**DIRECTION**: Beginning at the line that contains "[QA Review Pass] The annotator marked bounding boxes for white" and ending at the last line of the entries, write out each line exactly; include nothing outside that span.

** begin **

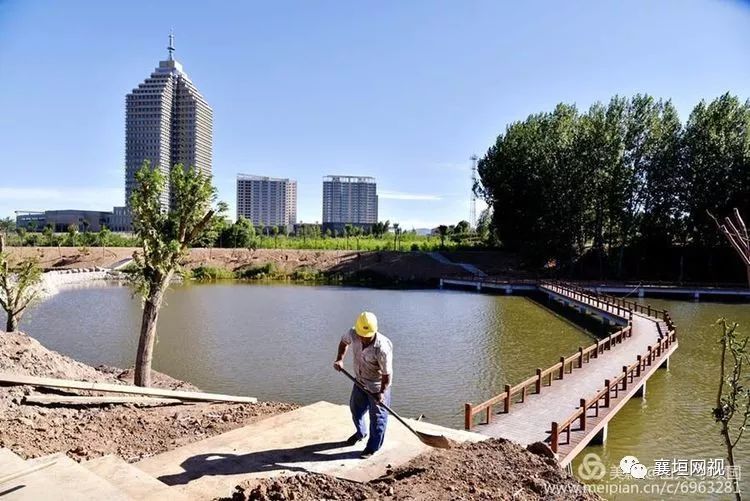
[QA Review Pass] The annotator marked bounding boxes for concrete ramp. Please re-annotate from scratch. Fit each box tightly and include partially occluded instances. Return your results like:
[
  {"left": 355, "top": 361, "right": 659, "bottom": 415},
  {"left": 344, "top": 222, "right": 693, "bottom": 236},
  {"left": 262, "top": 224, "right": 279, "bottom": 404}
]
[{"left": 135, "top": 402, "right": 487, "bottom": 499}]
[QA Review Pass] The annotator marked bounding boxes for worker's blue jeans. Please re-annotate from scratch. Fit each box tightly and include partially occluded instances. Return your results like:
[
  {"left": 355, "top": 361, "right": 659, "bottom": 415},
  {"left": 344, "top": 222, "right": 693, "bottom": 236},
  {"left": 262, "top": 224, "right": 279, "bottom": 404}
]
[{"left": 349, "top": 384, "right": 391, "bottom": 452}]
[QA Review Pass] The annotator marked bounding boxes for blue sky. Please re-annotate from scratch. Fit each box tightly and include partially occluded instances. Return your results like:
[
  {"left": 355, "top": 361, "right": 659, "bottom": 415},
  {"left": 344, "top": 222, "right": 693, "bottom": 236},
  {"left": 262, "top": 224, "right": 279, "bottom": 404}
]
[{"left": 0, "top": 0, "right": 750, "bottom": 228}]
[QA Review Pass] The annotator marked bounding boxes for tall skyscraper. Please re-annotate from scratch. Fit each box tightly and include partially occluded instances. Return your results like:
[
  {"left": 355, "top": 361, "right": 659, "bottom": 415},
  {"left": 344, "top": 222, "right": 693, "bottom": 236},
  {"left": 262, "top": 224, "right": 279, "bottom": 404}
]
[
  {"left": 237, "top": 174, "right": 297, "bottom": 227},
  {"left": 323, "top": 176, "right": 378, "bottom": 229},
  {"left": 125, "top": 35, "right": 213, "bottom": 207}
]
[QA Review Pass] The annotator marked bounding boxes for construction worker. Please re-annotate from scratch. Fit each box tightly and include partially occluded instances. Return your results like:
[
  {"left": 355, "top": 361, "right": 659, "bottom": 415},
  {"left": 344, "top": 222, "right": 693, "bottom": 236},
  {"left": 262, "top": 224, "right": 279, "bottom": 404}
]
[{"left": 333, "top": 311, "right": 393, "bottom": 459}]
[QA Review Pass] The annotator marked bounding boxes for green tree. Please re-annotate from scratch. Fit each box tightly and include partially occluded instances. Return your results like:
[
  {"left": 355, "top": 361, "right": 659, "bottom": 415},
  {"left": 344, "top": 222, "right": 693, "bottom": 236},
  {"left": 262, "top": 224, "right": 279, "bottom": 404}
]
[
  {"left": 16, "top": 226, "right": 26, "bottom": 246},
  {"left": 130, "top": 161, "right": 216, "bottom": 386},
  {"left": 454, "top": 220, "right": 471, "bottom": 235},
  {"left": 0, "top": 235, "right": 42, "bottom": 332},
  {"left": 65, "top": 224, "right": 78, "bottom": 247},
  {"left": 713, "top": 318, "right": 750, "bottom": 501},
  {"left": 42, "top": 223, "right": 55, "bottom": 247},
  {"left": 682, "top": 94, "right": 750, "bottom": 246},
  {"left": 438, "top": 224, "right": 448, "bottom": 249}
]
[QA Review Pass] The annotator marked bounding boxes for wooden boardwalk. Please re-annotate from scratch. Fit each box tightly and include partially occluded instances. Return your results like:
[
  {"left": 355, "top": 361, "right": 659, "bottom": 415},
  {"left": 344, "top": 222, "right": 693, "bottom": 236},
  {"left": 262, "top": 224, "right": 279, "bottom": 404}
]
[{"left": 465, "top": 283, "right": 677, "bottom": 465}]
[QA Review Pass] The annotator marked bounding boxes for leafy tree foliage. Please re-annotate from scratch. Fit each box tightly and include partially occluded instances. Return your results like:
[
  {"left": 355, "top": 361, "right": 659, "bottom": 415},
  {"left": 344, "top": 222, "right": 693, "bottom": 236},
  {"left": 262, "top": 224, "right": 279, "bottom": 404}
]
[
  {"left": 130, "top": 162, "right": 216, "bottom": 386},
  {"left": 475, "top": 95, "right": 750, "bottom": 274},
  {"left": 0, "top": 235, "right": 42, "bottom": 332}
]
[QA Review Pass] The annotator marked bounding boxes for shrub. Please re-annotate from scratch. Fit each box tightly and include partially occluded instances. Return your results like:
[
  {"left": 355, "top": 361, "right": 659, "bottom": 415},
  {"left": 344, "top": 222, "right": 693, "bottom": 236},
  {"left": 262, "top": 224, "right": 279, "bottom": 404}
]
[
  {"left": 290, "top": 266, "right": 326, "bottom": 282},
  {"left": 191, "top": 266, "right": 235, "bottom": 281},
  {"left": 236, "top": 263, "right": 284, "bottom": 280}
]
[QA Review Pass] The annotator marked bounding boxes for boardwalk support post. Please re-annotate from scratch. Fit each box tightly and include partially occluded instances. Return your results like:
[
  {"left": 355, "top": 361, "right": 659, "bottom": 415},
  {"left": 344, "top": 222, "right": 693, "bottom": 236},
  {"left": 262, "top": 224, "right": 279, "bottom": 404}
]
[
  {"left": 536, "top": 368, "right": 542, "bottom": 395},
  {"left": 604, "top": 379, "right": 612, "bottom": 408},
  {"left": 549, "top": 421, "right": 560, "bottom": 454},
  {"left": 633, "top": 381, "right": 646, "bottom": 398},
  {"left": 589, "top": 423, "right": 609, "bottom": 445},
  {"left": 659, "top": 357, "right": 670, "bottom": 370},
  {"left": 579, "top": 398, "right": 586, "bottom": 431},
  {"left": 464, "top": 403, "right": 472, "bottom": 431}
]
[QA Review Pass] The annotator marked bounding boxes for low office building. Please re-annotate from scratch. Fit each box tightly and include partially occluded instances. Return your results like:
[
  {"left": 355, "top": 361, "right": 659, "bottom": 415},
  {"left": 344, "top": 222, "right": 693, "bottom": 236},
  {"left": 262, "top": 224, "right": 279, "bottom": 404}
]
[{"left": 16, "top": 209, "right": 112, "bottom": 233}]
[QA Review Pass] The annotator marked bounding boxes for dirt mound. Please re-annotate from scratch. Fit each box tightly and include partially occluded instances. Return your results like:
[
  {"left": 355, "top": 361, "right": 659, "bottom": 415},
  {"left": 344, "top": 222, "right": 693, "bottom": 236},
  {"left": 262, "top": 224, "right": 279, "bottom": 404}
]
[
  {"left": 0, "top": 332, "right": 295, "bottom": 461},
  {"left": 225, "top": 439, "right": 600, "bottom": 501}
]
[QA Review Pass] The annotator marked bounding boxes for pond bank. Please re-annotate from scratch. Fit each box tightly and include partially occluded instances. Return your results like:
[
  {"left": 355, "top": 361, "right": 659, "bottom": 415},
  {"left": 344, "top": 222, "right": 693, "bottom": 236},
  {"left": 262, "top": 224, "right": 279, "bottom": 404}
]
[{"left": 0, "top": 332, "right": 296, "bottom": 462}]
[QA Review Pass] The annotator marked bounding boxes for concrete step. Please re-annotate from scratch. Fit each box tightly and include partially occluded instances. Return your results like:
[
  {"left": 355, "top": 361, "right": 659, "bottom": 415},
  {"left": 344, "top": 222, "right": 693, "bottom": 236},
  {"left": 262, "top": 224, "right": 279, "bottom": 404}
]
[
  {"left": 0, "top": 454, "right": 135, "bottom": 501},
  {"left": 135, "top": 402, "right": 487, "bottom": 499},
  {"left": 81, "top": 455, "right": 187, "bottom": 501},
  {"left": 0, "top": 447, "right": 26, "bottom": 470}
]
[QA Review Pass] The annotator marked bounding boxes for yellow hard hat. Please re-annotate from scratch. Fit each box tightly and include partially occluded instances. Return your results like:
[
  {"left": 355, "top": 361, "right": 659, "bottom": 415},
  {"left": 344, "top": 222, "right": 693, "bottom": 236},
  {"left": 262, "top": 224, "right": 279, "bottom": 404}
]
[{"left": 354, "top": 311, "right": 378, "bottom": 337}]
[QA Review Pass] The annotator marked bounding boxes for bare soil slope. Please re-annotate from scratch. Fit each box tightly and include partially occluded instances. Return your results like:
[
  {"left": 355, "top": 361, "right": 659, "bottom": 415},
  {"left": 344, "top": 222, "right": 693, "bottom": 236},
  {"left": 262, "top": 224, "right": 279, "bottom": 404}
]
[
  {"left": 0, "top": 332, "right": 295, "bottom": 461},
  {"left": 7, "top": 247, "right": 466, "bottom": 282},
  {"left": 225, "top": 439, "right": 599, "bottom": 501}
]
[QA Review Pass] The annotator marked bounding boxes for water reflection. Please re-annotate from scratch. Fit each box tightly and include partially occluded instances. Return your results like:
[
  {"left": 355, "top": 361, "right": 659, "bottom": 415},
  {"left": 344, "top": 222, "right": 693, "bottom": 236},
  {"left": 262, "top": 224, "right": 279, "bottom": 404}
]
[{"left": 22, "top": 283, "right": 591, "bottom": 427}]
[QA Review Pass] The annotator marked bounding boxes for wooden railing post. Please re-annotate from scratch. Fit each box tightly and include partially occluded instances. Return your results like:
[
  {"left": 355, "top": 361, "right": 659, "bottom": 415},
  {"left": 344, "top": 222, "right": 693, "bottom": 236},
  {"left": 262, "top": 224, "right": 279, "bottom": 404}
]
[
  {"left": 579, "top": 398, "right": 586, "bottom": 431},
  {"left": 604, "top": 379, "right": 612, "bottom": 407},
  {"left": 549, "top": 421, "right": 560, "bottom": 454},
  {"left": 536, "top": 368, "right": 542, "bottom": 394}
]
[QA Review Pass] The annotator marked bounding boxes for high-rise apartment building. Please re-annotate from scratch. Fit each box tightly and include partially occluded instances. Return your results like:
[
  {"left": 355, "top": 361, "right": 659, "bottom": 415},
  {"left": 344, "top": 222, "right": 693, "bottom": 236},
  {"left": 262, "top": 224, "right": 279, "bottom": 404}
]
[
  {"left": 237, "top": 174, "right": 297, "bottom": 227},
  {"left": 323, "top": 176, "right": 378, "bottom": 229},
  {"left": 125, "top": 35, "right": 213, "bottom": 207}
]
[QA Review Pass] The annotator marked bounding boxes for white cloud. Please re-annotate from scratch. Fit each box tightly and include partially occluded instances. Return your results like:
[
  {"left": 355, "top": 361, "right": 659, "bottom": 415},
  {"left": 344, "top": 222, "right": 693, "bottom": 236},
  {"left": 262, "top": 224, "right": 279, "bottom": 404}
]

** end **

**OUTPUT OF THE TASK**:
[QA Review Pass] The annotator marked bounding boxes for white cloud. Please re-annotate from scratch. Fit each box tightly and include partially occluded instances. Return your results like:
[
  {"left": 355, "top": 361, "right": 659, "bottom": 415},
  {"left": 344, "top": 222, "right": 693, "bottom": 236},
  {"left": 262, "top": 224, "right": 279, "bottom": 404}
]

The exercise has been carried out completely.